Selected passage »

####

You write that there is no K8s cloud portability if:

"Your application doesn't store any data" - This is not correct. It is no problem moving a service which stores data between cloud vendors (= uses physical volumes).

It doesn't do anything with a network, at least it doesn't accept any incoming traffic - This is not correct. All K8s clould vendors allow you to use K8s ingresses (there are also other options).

It doesn't require any monitoring - This is not correct. All K8s cloud providers support liveness/readiness probes (it's a part of the standard). All cloud providers allow you to install Promethes + AlertManager for monitoring. And I'd guess that all cloud provider give you integration with their monitoring system "out of the box" (at least the provider we use, but I'd be extremely surprised if that isn't the case also with other providers)

It doesn't use any other PaaS services - That's actually a point. Using Paas services sometimes means vendor lock in.

Fully stateless, has no interaction with anything outside of itself - This is not correct. As stated above those service can store state in physical volumes and/or they can store state in external data stores - like an external database. And I see no problems in a K8s service using an external database as a service. That's simply a good design and it's portable between cloud vendors.

I've probably misunderstood your arguments completely, but one of the things I like with K8s is that you can move (close to) exactly the same deployment between on-prem and different cloud providers.

####

Information shown »
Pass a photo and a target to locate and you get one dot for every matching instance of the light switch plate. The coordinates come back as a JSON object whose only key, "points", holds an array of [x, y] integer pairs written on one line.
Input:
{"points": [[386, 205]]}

####

Task requirements » In the Kubernetes portability reply, what does the writer say all K8s cloud vendors allow you to use for handling incoming traffic? The material is separate from the Kubernetes portability reply.

Correct output » K8s ingresses.